- **Exercise instructions**: Reply with every entry, repeated exactly as given.

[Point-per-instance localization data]
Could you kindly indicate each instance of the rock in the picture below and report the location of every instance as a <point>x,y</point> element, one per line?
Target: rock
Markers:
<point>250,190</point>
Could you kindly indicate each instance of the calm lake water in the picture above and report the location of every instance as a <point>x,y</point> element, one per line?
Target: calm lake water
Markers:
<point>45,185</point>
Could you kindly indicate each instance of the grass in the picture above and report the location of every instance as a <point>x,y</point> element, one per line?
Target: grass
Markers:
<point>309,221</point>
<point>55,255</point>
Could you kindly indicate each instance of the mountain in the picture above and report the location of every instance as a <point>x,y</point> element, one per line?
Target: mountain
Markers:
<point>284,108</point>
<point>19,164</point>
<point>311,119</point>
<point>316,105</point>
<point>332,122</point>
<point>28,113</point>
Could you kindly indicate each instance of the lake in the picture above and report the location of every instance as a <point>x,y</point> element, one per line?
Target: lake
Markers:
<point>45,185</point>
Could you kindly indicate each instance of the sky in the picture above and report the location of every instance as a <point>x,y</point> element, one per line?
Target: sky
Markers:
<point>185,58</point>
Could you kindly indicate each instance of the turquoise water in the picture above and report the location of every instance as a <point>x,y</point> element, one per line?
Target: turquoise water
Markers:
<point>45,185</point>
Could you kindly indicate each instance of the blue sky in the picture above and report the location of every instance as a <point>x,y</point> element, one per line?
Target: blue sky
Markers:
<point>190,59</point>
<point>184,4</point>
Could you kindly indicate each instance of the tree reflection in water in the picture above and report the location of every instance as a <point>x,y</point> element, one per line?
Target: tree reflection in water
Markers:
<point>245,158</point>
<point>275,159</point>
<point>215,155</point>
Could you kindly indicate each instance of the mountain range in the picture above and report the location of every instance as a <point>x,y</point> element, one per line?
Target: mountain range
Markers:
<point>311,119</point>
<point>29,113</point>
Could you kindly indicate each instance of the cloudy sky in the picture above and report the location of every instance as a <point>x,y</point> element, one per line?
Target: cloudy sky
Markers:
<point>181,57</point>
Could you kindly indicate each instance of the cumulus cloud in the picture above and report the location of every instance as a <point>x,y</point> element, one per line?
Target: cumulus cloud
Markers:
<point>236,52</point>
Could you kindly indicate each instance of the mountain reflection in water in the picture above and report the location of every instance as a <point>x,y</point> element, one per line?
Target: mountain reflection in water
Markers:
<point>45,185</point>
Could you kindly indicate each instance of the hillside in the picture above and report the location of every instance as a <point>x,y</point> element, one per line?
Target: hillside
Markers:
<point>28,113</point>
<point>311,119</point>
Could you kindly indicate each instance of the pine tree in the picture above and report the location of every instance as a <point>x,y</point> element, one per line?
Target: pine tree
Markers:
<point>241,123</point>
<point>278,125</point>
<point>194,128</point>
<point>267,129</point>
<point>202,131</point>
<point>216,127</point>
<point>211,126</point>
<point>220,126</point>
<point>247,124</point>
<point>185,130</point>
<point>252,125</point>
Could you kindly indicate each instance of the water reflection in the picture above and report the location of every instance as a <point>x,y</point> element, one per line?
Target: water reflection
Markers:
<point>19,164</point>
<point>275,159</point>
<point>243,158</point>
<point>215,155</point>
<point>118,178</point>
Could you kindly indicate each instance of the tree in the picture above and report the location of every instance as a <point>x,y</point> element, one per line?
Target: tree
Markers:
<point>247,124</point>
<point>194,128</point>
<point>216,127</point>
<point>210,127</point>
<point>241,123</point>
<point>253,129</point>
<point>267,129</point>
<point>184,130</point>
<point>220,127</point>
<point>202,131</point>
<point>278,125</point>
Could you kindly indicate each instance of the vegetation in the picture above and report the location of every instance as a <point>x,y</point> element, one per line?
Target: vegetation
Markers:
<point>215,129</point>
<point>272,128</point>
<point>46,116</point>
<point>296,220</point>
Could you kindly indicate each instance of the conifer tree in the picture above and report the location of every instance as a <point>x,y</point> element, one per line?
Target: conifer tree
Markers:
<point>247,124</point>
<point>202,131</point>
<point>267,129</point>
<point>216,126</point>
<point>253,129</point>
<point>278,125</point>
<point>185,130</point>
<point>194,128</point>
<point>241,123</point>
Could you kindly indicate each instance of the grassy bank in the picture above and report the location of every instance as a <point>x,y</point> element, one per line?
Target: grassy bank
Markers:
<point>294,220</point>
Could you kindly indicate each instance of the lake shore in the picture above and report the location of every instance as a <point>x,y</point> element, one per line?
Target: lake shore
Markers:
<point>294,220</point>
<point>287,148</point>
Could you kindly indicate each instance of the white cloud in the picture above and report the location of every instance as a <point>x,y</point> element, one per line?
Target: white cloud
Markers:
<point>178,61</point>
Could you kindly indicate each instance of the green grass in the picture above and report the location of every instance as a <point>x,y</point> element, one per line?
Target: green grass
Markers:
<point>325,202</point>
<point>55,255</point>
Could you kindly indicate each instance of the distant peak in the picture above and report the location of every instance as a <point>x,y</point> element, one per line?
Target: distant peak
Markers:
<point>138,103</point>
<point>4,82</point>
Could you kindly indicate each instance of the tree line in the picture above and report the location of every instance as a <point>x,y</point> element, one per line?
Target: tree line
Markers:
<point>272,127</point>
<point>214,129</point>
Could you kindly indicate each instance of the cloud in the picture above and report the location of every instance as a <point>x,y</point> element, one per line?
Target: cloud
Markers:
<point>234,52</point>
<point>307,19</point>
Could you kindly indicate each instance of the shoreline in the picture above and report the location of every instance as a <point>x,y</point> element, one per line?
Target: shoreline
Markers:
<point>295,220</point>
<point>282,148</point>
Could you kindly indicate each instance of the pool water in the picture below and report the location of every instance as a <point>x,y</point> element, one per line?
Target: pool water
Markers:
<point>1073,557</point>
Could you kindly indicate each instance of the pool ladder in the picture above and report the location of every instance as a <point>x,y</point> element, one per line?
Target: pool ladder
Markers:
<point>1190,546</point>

- **Task solution**:
Could you kindly indicate each instance of the rock in the picture below and report the location of every instance as a <point>x,y</point> element, one per line?
Target: rock
Markers:
<point>250,190</point>
Could you kindly indicate each instance of the calm lake water in the picture above and report the location of every instance as a <point>x,y</point> element, one per line?
Target: calm lake water
Markers:
<point>45,185</point>
Could you kindly indicate each instance of the grass in the picture above and report the location of every instance as a <point>x,y</point> element, one per line?
Target: grass
Markers:
<point>309,221</point>
<point>55,255</point>
Could you kindly indicate each instance of the mountain in the picture above and report the location of every instance as a <point>x,y</point> element, one per line?
Target: mountain
Markers:
<point>284,108</point>
<point>19,164</point>
<point>311,119</point>
<point>316,105</point>
<point>332,122</point>
<point>28,113</point>
Could you kindly indicate each instance of the lake in the picture above and report the location of every instance as a <point>x,y</point> element, one per line?
Target: lake
Markers:
<point>45,185</point>
Could you kindly indicate each instance of the sky in the picture above and report the location of every instance as a <point>x,y</point> element, one per line?
Target: sky
Markers:
<point>185,58</point>
Could you kindly indicate each instance of the turquoise water in the picture above and report the location of every instance as a <point>x,y</point> element, one per line?
Target: turquoise water
Markers:
<point>45,185</point>
Could you kindly indicate each instance of the blue sky in the picture above and report the location of every instance as a <point>x,y</point> element, one per line?
Target: blue sky
Markers:
<point>190,59</point>
<point>184,4</point>
Could you kindly indicate each instance of the tree reflection in water in the picture above and report the location of every instance as a <point>x,y</point> element, one per line?
Target: tree reflection in water
Markers:
<point>245,158</point>
<point>275,159</point>
<point>215,155</point>
Could you kindly indicate each instance of the mountain range in the picture above and report the location of every instance as a <point>x,y</point> element, one per line?
Target: mountain range
Markers:
<point>311,119</point>
<point>29,113</point>
Could you kindly indicate each instance of the cloudy sky in the picture above and report the location of every instance as a <point>x,y</point> element, one per line?
Target: cloudy sky
Markers:
<point>181,57</point>
Could you kindly indicate each instance of the cumulus cloud in the picture above and report the location of every instance as a <point>x,y</point> element, one per line?
Target: cumulus cloud
Markers:
<point>236,52</point>
Could you kindly indicate each instance of the mountain reflection in water in the picture above and report the location of every instance as a <point>x,y</point> element, one per line?
Target: mountain reflection in water
Markers:
<point>45,185</point>
Could you kindly indicate each instance of the hillside in the picture above and report the location of every instance as a <point>x,y</point> element, one per line?
Target: hillside
Markers:
<point>28,113</point>
<point>311,119</point>
Could you kindly indicate each instance of the pine tree in the picture above and report the location of every instance as a <point>x,y</point> element, one per line?
Target: pine tree
Markers:
<point>241,123</point>
<point>278,125</point>
<point>194,128</point>
<point>267,129</point>
<point>202,131</point>
<point>216,127</point>
<point>211,126</point>
<point>220,126</point>
<point>247,124</point>
<point>185,130</point>
<point>252,125</point>
Could you kindly indicate each instance of the water reflection in the picture above and report the location of every instance as a <point>x,y</point> element, one per line?
Target: water reflection
Markers:
<point>19,164</point>
<point>275,159</point>
<point>243,158</point>
<point>215,155</point>
<point>118,178</point>
Could you kindly indicate each instance of the tree in the picture above and report the location of every instance as a <point>x,y</point> element, one per line?
Target: tree
Markers:
<point>247,124</point>
<point>194,128</point>
<point>216,127</point>
<point>210,127</point>
<point>241,123</point>
<point>253,129</point>
<point>267,129</point>
<point>184,130</point>
<point>220,127</point>
<point>202,131</point>
<point>278,125</point>
Could you kindly indicate each instance of the vegetation in the picture above and report the location of every instance as a <point>x,y</point> element, one per line?
Target: vegetation
Markers:
<point>215,129</point>
<point>272,128</point>
<point>46,116</point>
<point>296,220</point>
Could you kindly indicate each instance of the conifer tree in the picture above and report the location of every instance as a <point>x,y</point> element, one per line?
Target: conifer tree
Markers:
<point>247,124</point>
<point>202,131</point>
<point>267,129</point>
<point>216,126</point>
<point>253,129</point>
<point>278,125</point>
<point>185,130</point>
<point>194,128</point>
<point>241,123</point>
Could you kindly indicate each instance of the grassy bank in the picture above and report the location of every instance as a <point>x,y</point> element, one per line?
Target: grassy bank
Markers:
<point>294,220</point>
Could you kindly indicate each instance of the lake shore in the picture above and report the location of every instance as a <point>x,y</point> element, one per line?
Target: lake shore
Markers:
<point>294,220</point>
<point>287,148</point>
Could you kindly indicate each instance of the white cloud in the picture above and report the location of every instance as a <point>x,y</point> element, one per line?
Target: white cloud
Markers:
<point>178,61</point>
Could you kindly indicate each instance of the green grass in the picture above and report the location of every instance as a <point>x,y</point> element, one per line?
Target: green grass
Markers:
<point>325,202</point>
<point>55,255</point>
Could you kindly indicate each instance of the distant peak in the picture above and report the location of every instance as a <point>x,y</point> element, one per line?
Target: distant peak
Markers:
<point>138,103</point>
<point>4,82</point>
Could you kindly indicate each instance of the tree line in the picture above and report the location of every instance as a <point>x,y</point> element, one per line?
Target: tree line
Markers:
<point>272,127</point>
<point>214,129</point>
Could you kindly indicate each instance of the cloud in the picture above and report the location of every instance as a <point>x,y</point> element, one per line?
Target: cloud
Markers:
<point>234,52</point>
<point>307,19</point>
Could you kindly indicate each instance of the shoreline in the picture above and report the location of every instance as a <point>x,y</point> element, one per line?
Target: shoreline
Markers:
<point>295,220</point>
<point>282,148</point>
Could you kindly indicate each instance of the pool water in the picture below and report the location of every instance as a <point>x,y</point> element, one per line?
Target: pool water
Markers:
<point>1073,557</point>
Could you kindly indicate each instance of the pool ladder in the picture above and report the location of every instance as a <point>x,y</point> element, one per line?
Target: pool ladder
Markers:
<point>1190,546</point>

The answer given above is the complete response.